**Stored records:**
"""

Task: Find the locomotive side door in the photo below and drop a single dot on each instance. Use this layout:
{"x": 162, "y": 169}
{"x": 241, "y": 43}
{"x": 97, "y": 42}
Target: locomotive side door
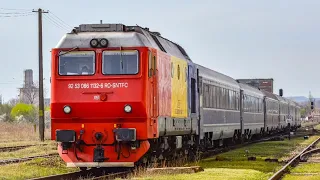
{"x": 152, "y": 74}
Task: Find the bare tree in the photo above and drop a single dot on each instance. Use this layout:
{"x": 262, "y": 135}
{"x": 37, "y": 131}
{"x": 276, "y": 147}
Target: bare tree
{"x": 14, "y": 101}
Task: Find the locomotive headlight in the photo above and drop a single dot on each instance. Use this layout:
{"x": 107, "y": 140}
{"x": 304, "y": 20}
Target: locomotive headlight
{"x": 67, "y": 109}
{"x": 104, "y": 42}
{"x": 94, "y": 42}
{"x": 127, "y": 108}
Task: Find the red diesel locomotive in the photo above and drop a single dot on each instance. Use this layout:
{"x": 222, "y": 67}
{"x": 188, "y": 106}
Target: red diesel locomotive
{"x": 107, "y": 97}
{"x": 123, "y": 96}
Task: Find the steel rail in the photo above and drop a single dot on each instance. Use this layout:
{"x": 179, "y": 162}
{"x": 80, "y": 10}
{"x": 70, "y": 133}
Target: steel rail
{"x": 17, "y": 160}
{"x": 278, "y": 175}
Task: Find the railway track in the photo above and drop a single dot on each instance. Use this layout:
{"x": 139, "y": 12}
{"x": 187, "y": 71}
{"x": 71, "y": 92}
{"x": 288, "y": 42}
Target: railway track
{"x": 101, "y": 173}
{"x": 93, "y": 174}
{"x": 14, "y": 148}
{"x": 18, "y": 160}
{"x": 302, "y": 156}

"""

**What you need to do:** A bare number is the whole answer: how many lines in the entries contain "above"?

**Your solution:** 5